REQUIRED TASK:
Print every line of the records below verbatim, leaving out the pictures.

[Location identification items]
::::::::::
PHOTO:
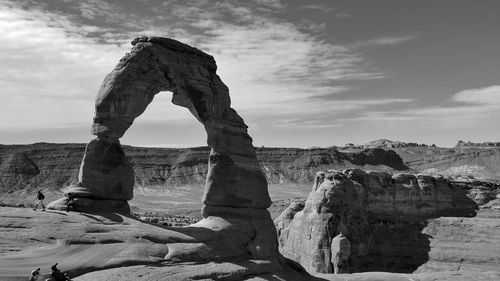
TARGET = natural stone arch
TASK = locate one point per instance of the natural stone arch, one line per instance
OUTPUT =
(157, 64)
::::::::::
EXERCISE OUTPUT:
PHOTO:
TARGET = natural stone arch
TASK = locate one point per instance of the natural stone arch, one line per instance
OUTPUT =
(157, 64)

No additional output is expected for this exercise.